# STATED TASK 1
Give again, word for word, the part of the forum thread on employee engagement starting with "Your blue collar, union" and going on through "morale and engagement.".
# STATED TASK 2
Summarize the forum thread on employee engagement in two sentences.

# SOURCE TEXT
────────────────────

7-openly provide all company info to employees to the extent they need/desire?

8-use values and high standards of them in order to explain why certain actions are better than others?

9-use smiles and good humor with subordinates, not frowns or a blank face?

10-generate in employees a strong sense of ownership?

Best regards, Ben
Love those 10 rules !
Can you give me the title of that book you wrote specifically about this ?
Lucie,

The book is "Leading People to be Highly Motivated and Committed", available thru my website as an ebook or hard copy. It is a bit heavy meaning it has everything you need to know about managing people, at least everything I ever needed in 30+ years of managing people, and the reasons why they are correct. That list even includes a procedure to eliminate stress, how to handle unions, etcetera, etcetera. More than most people can handle or want.

Best regards, Ben

http://www.bensimonton.com

Best regards, Ben
Wow David!
This is very useful information. My company is over 80% unionized. What we observed during those past 15 years is that engagement is easier to obtain with professionals such as R&D researchers, engineers., etc even though there are unionized. We also obtain good results with unionized white collars. Even with blue collars, once in a while we reach top engagement -- during crises times such as blackouts. But what we do not obtain is engagement during normal periods. And those periods are the most frequent ones...

Any hint ?

best regards,
Lucie
Hi Lucie,
I am afraid engagement scores among blue collars will remain lower than those of your engineers! This is a usual trend in employee research. The key question is: how significant is the gap between the different categories of staff in your organization? External benchmarks by job level and/or function are an efficient way to check whether or not this gap is alarming. Please let me know if you would like to have a chat offline (en français!).
Hello Lucie, I think you have some great information from this group already. My experience working with many power companies here in the US is that as you go "down" the organization there is a temptation to listen to people less, to involve people less. This is based on a very mistaken attitude that these people have less to offer.

Your blue collar, union people have as many good ideas to contribute as anyone else. Treating them as well as those who are "professionals" would be a good start. In their own field they have enormous knowledge and skill. Some also take a quite a bit of risk to provide reliable power to their communities. Its interesting that you say these people respond well, engage more in a crisis. I think that type of passion is released in "normal" times when peoples' ideas are used, they are treated with respect and as people who are as valuable as anyone else, at any level in the organization. Sometimes this is created by introducing self directed work teams, who take over all the HR and other functions and run themselves. I found that this can have a huge effect on morale and engagement.

────────────────────

# EXCERPTED RECORDS
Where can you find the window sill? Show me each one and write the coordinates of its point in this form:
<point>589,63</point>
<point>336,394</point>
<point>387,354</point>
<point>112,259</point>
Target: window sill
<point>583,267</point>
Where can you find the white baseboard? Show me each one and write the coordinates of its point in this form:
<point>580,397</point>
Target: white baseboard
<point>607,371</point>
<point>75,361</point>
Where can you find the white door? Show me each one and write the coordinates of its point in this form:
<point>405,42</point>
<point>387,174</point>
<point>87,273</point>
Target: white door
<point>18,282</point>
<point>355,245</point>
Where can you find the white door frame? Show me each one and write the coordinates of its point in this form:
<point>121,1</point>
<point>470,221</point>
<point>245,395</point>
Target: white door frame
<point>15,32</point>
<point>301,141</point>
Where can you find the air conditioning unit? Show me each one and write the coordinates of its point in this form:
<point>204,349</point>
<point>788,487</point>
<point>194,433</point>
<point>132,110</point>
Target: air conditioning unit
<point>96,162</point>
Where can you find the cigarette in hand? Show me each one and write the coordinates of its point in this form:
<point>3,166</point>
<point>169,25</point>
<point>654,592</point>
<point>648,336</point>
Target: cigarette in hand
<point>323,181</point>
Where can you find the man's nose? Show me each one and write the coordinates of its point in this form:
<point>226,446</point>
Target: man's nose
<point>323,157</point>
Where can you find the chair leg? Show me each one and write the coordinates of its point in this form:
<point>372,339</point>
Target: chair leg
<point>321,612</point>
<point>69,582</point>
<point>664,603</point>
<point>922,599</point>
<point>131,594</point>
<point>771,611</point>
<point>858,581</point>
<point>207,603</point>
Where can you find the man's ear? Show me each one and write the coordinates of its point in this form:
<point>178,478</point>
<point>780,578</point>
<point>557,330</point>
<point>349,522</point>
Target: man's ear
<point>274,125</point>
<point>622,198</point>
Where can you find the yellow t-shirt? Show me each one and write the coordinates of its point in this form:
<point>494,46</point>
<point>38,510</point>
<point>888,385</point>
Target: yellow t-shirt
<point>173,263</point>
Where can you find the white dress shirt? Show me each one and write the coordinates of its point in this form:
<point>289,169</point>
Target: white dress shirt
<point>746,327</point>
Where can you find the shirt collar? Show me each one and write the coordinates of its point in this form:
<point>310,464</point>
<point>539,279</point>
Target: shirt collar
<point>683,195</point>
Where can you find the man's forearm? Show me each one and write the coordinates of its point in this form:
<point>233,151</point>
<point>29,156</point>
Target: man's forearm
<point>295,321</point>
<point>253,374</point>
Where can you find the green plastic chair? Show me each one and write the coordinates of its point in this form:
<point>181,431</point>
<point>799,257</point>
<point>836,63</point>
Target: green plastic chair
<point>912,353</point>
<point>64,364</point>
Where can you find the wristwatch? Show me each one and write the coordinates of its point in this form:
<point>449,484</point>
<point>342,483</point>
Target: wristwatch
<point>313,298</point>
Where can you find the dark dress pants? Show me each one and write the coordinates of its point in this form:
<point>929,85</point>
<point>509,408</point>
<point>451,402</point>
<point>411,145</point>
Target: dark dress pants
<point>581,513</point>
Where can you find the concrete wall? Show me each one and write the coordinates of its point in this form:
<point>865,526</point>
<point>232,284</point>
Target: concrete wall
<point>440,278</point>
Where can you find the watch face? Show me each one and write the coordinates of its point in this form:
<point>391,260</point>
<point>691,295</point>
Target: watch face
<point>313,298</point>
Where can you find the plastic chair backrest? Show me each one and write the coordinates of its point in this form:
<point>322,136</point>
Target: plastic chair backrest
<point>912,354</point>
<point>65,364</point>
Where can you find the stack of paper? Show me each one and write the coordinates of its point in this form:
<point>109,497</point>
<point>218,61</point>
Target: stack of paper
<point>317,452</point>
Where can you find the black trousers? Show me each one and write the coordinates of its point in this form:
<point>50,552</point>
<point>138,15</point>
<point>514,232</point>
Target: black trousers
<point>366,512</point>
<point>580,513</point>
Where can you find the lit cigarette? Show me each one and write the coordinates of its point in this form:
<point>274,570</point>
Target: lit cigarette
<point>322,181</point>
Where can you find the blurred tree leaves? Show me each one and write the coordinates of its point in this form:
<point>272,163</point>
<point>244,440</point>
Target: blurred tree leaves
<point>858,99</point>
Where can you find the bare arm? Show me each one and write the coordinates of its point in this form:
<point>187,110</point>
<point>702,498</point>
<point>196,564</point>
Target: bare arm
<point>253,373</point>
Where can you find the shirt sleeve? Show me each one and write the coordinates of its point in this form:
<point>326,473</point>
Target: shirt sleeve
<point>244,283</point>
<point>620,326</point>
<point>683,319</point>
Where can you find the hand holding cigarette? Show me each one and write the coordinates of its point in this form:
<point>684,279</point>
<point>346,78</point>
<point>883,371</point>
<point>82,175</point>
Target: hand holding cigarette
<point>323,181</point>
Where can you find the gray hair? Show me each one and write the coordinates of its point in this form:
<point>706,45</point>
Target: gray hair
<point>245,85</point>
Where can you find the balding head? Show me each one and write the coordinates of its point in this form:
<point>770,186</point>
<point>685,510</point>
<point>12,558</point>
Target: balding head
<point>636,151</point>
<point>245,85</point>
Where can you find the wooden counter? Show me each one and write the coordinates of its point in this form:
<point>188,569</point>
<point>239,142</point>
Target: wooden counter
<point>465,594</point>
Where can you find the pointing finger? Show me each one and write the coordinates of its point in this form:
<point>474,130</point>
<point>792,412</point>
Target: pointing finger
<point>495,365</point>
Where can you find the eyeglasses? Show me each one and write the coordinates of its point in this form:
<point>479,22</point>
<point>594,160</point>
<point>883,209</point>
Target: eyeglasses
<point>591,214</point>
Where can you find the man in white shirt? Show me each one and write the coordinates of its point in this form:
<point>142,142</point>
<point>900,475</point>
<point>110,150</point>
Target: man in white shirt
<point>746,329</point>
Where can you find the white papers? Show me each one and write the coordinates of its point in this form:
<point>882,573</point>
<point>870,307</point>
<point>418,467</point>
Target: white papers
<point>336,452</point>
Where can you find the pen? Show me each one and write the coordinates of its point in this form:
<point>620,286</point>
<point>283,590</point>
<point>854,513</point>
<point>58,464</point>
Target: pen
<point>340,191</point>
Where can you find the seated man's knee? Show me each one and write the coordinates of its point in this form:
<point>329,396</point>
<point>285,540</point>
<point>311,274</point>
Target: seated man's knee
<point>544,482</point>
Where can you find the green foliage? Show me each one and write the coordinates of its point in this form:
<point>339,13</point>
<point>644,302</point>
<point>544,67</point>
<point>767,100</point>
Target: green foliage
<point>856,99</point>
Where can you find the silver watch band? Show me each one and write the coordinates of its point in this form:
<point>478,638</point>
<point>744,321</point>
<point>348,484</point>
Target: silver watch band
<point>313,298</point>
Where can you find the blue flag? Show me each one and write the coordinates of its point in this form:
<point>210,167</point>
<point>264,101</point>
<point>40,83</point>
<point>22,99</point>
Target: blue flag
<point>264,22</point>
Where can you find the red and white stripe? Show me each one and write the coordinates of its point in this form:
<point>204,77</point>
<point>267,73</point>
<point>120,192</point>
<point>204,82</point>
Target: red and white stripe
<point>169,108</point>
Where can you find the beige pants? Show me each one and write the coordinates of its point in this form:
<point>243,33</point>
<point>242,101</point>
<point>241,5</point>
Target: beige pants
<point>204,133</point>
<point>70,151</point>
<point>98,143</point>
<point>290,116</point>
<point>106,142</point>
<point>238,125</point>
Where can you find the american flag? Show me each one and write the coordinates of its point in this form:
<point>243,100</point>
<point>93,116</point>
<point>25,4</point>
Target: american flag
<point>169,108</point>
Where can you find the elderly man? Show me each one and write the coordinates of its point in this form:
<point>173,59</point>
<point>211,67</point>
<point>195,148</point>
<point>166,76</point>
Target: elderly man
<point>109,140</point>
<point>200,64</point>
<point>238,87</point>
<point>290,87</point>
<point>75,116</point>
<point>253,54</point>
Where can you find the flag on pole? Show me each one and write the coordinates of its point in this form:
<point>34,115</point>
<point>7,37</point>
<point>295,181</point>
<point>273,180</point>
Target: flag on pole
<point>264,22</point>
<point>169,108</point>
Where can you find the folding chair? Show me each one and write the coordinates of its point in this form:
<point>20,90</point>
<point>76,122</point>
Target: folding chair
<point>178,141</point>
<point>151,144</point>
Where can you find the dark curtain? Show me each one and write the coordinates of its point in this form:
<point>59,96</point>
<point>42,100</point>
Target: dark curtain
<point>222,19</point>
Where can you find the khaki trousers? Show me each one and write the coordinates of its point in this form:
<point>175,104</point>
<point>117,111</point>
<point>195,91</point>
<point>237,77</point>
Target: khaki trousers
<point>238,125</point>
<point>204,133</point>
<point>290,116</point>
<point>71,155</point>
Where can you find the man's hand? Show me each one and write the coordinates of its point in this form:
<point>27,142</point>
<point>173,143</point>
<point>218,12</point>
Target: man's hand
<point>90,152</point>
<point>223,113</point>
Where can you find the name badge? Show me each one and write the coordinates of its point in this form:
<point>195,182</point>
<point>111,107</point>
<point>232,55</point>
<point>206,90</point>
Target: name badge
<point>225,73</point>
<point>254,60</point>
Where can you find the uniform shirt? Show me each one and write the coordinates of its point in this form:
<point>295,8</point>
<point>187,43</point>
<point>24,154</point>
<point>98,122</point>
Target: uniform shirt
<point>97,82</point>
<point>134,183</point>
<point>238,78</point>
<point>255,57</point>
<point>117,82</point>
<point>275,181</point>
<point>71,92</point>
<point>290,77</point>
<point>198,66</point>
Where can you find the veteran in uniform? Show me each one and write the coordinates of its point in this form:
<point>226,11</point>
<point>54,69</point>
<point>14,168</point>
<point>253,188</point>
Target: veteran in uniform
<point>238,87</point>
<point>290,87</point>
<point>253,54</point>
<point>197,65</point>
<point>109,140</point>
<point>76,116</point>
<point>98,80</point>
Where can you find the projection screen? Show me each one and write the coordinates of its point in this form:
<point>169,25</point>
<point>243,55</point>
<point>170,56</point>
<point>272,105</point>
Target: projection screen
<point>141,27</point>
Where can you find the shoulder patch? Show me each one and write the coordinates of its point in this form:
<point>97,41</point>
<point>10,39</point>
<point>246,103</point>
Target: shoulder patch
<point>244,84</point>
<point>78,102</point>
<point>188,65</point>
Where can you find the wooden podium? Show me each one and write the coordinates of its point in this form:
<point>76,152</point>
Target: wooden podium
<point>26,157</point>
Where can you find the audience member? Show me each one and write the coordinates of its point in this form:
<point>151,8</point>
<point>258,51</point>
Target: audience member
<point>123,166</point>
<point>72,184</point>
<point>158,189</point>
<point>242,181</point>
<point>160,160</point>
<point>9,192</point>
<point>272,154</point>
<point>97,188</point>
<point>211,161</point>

────────────────────

# TASK RESULT 1
Your blue collar, union people have as many good ideas to contribute as anyone else. Treating them as well as those who are "professionals" would be a good start. In their own field they have enormous knowledge and skill. Some also take a quite a bit of risk to provide reliable power to their communities. Its interesting that you say these people respond well, engage more in a crisis. I think that type of passion is released in "normal" times when peoples' ideas are used, they are treated with respect and as people who are as valuable as anyone else, at any level in the organization. Sometimes this is created by introducing self directed work teams, who take over all the HR and other functions and run themselves. I found that this can have a huge effect on morale and engagement.

# TASK RESULT 2
In the thread, Ben gives the title of his book on managing people, "Leading People to be Highly Motivated and Committed," and Lucie reports that her heavily unionized company gets engagement from blue-collar workers during crises such as blackouts but not during normal periods. Replies say that blue-collar engagement scores usually stay lower than engineers' and that external benchmarks can show whether the gap is alarming, and they argue that listening to and involving these workers, for example through self-directed work teams, can greatly improve morale and engagement.